* AIM: Scale the stretch of data from its start through the line containing "[373,523,467,600]", both ends included: give every line again, requests too, with each box coordinate multiplied by 2.3 and rounded to a whole number, halves rounding up. Leave the pictures out of the answer.

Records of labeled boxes
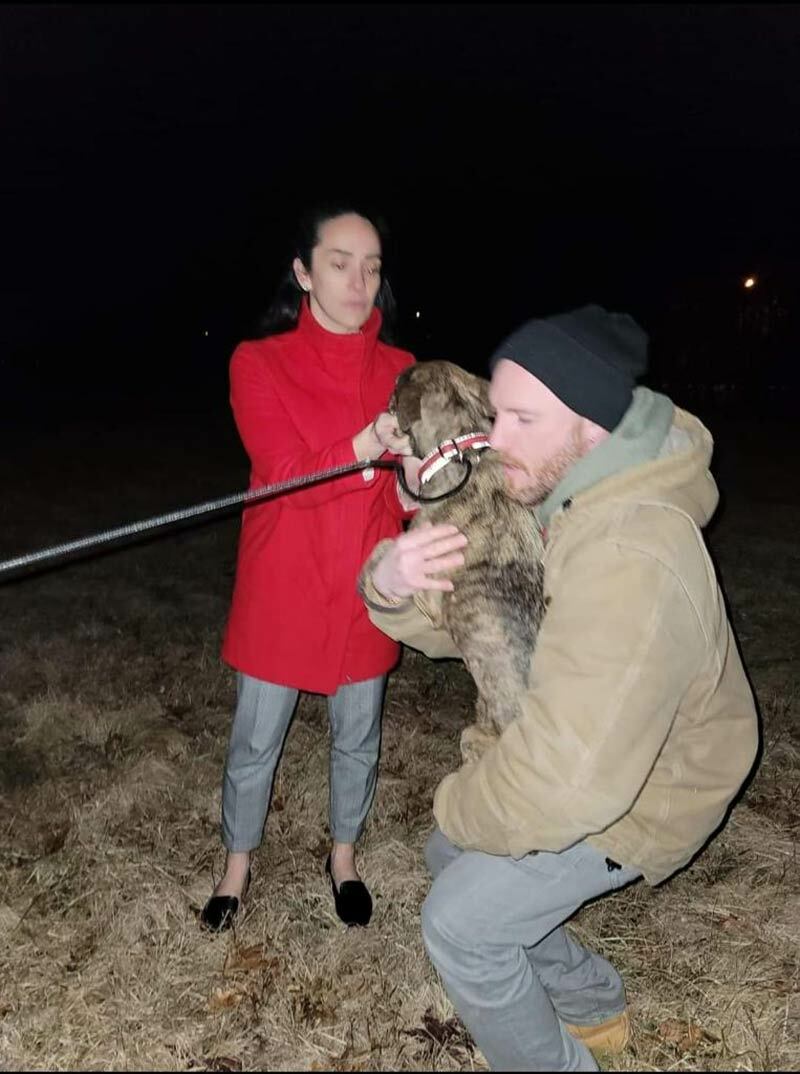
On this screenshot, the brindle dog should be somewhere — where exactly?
[368,361,543,760]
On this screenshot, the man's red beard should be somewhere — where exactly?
[503,432,586,507]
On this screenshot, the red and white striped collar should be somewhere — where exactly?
[418,433,490,485]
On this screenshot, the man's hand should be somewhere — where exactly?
[373,523,467,600]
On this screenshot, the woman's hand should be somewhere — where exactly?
[373,524,467,601]
[353,410,412,459]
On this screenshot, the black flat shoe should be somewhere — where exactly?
[325,854,373,926]
[200,869,250,932]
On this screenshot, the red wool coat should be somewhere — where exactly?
[222,302,413,694]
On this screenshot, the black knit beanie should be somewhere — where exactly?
[490,306,648,431]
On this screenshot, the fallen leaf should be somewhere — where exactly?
[658,1018,719,1051]
[208,988,244,1011]
[222,944,281,976]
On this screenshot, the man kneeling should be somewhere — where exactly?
[362,306,758,1071]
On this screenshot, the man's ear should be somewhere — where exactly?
[292,258,311,291]
[581,418,611,452]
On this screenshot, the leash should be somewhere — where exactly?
[0,459,399,583]
[0,444,481,584]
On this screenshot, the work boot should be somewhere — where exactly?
[564,1011,630,1056]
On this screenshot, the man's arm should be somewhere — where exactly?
[359,525,467,657]
[434,541,707,857]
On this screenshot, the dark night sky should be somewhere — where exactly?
[0,4,800,414]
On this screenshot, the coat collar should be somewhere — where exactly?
[297,297,382,362]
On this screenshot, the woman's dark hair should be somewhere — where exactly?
[259,203,397,343]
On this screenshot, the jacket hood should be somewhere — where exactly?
[536,388,719,526]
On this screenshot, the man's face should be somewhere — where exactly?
[489,358,607,505]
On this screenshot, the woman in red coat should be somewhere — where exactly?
[201,202,413,931]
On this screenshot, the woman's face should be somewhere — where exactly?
[292,213,380,335]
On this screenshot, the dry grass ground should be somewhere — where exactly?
[0,405,800,1071]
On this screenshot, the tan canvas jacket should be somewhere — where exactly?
[363,409,758,884]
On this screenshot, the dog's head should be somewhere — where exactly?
[389,361,494,459]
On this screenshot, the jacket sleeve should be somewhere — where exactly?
[434,539,707,857]
[359,569,461,658]
[231,344,380,508]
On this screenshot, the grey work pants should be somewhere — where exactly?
[222,672,386,852]
[422,829,639,1071]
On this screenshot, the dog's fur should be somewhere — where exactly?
[368,361,543,760]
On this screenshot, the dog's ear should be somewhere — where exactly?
[389,365,423,456]
[478,377,494,429]
[462,372,494,433]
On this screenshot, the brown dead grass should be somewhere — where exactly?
[0,408,800,1071]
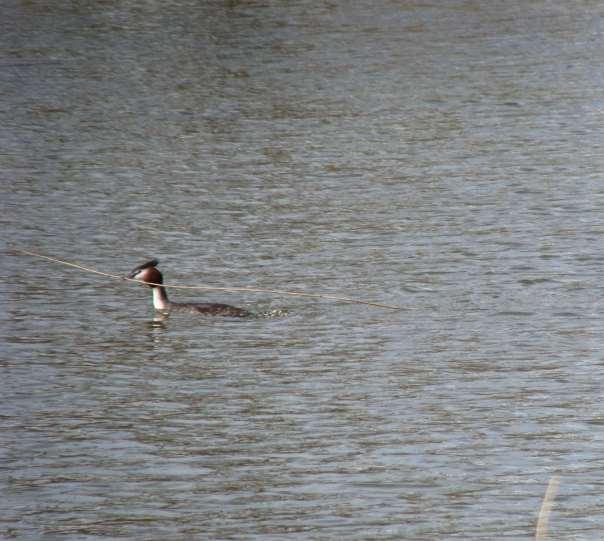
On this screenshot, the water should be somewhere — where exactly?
[0,0,604,541]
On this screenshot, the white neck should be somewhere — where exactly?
[153,287,170,310]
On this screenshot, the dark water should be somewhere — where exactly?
[0,0,604,541]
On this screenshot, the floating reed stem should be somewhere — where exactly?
[535,475,560,541]
[12,248,402,310]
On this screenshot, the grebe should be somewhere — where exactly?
[128,259,253,317]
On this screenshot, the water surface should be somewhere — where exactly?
[0,0,604,541]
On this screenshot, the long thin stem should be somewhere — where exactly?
[12,248,402,310]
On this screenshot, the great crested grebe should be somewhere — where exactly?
[128,259,254,317]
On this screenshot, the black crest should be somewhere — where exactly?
[128,259,159,278]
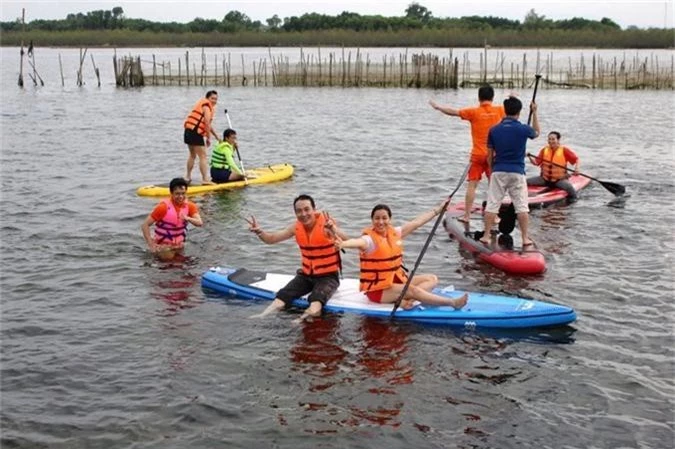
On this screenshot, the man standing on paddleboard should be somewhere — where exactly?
[480,97,539,249]
[246,195,349,322]
[183,90,220,185]
[429,85,504,223]
[141,178,203,260]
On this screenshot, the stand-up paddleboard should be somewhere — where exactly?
[202,267,576,329]
[136,164,293,196]
[443,203,546,275]
[527,175,591,208]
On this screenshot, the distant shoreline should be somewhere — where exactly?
[0,28,674,49]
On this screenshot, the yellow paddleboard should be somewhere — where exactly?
[136,164,293,196]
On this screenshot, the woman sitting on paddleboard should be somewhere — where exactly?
[211,128,245,184]
[335,201,468,309]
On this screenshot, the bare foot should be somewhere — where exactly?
[401,299,415,310]
[452,293,469,310]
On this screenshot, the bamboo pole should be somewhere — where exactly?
[59,53,64,87]
[89,53,101,87]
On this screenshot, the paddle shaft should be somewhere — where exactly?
[391,162,471,317]
[527,74,541,125]
[527,153,626,195]
[225,109,248,180]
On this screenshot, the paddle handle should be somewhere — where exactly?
[391,162,471,317]
[527,74,541,125]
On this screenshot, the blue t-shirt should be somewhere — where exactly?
[488,117,537,175]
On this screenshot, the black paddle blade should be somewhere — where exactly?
[600,181,626,196]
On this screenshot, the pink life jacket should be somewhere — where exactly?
[155,199,188,245]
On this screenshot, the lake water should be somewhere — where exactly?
[0,48,675,448]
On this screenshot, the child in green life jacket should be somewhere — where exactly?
[211,128,246,184]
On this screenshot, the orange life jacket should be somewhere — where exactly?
[541,146,567,182]
[359,226,408,292]
[183,98,214,136]
[295,212,342,276]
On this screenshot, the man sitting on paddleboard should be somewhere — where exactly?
[335,200,468,309]
[246,195,348,321]
[527,131,579,202]
[141,178,203,260]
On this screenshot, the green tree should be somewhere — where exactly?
[267,14,281,30]
[405,2,432,23]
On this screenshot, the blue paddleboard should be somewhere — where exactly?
[202,267,576,329]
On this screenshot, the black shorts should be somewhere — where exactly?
[183,128,204,147]
[277,271,340,307]
[211,167,232,184]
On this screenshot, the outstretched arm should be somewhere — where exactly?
[401,200,448,237]
[335,237,368,251]
[246,215,295,245]
[429,100,459,117]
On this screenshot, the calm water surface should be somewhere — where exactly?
[0,49,675,448]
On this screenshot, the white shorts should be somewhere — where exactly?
[485,172,530,214]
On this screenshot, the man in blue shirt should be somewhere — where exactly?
[480,97,539,249]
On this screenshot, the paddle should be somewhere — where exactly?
[527,73,541,125]
[390,162,471,317]
[225,109,248,182]
[527,153,626,196]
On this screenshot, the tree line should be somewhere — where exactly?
[0,3,640,33]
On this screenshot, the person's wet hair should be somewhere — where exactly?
[293,194,316,209]
[169,178,188,193]
[478,84,495,101]
[370,204,391,219]
[504,97,523,115]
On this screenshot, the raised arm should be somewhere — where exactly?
[401,200,448,237]
[246,215,295,245]
[335,237,368,251]
[429,100,459,117]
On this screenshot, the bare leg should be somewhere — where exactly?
[462,181,480,223]
[184,145,199,182]
[249,298,286,318]
[517,212,533,247]
[195,147,215,184]
[480,211,500,244]
[382,276,468,309]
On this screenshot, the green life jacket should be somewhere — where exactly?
[211,141,234,170]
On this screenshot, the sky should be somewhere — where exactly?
[0,0,675,28]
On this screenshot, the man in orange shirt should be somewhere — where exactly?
[141,178,203,260]
[429,85,505,222]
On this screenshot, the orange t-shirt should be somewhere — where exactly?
[459,101,506,159]
[150,201,199,221]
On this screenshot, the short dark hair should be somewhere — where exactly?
[370,204,391,219]
[169,178,187,193]
[478,84,495,101]
[504,97,523,115]
[293,194,316,210]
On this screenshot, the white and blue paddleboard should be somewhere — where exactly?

* TASK OUTPUT:
On this screenshot, the brindle dog should be somewhere — where exactly?
[846,830,1249,1748]
On this screenshot, the man's red beard should be somewhere — where exactly?
[1157,994,1348,1166]
On this screenshot, the red and white striped collar should be somewhere — where exactly?
[961,996,1127,1116]
On this screenshot, the man's hand should be somewhere — where exactly?
[858,1203,1074,1380]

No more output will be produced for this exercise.